- _Exercise aim_:
Output the entire listing that follows verbatim.

- _Data section_:
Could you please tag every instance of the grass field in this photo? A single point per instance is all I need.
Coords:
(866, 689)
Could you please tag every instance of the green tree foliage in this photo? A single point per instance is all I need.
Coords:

- _Your solution_:
Could you please tag every instance of the grass field in this photo? A single point per instance is all I need.
Coords:
(866, 689)
Could you please tag every instance of the green tree foliage in this photo? A single point per instance is all I need.
Coords:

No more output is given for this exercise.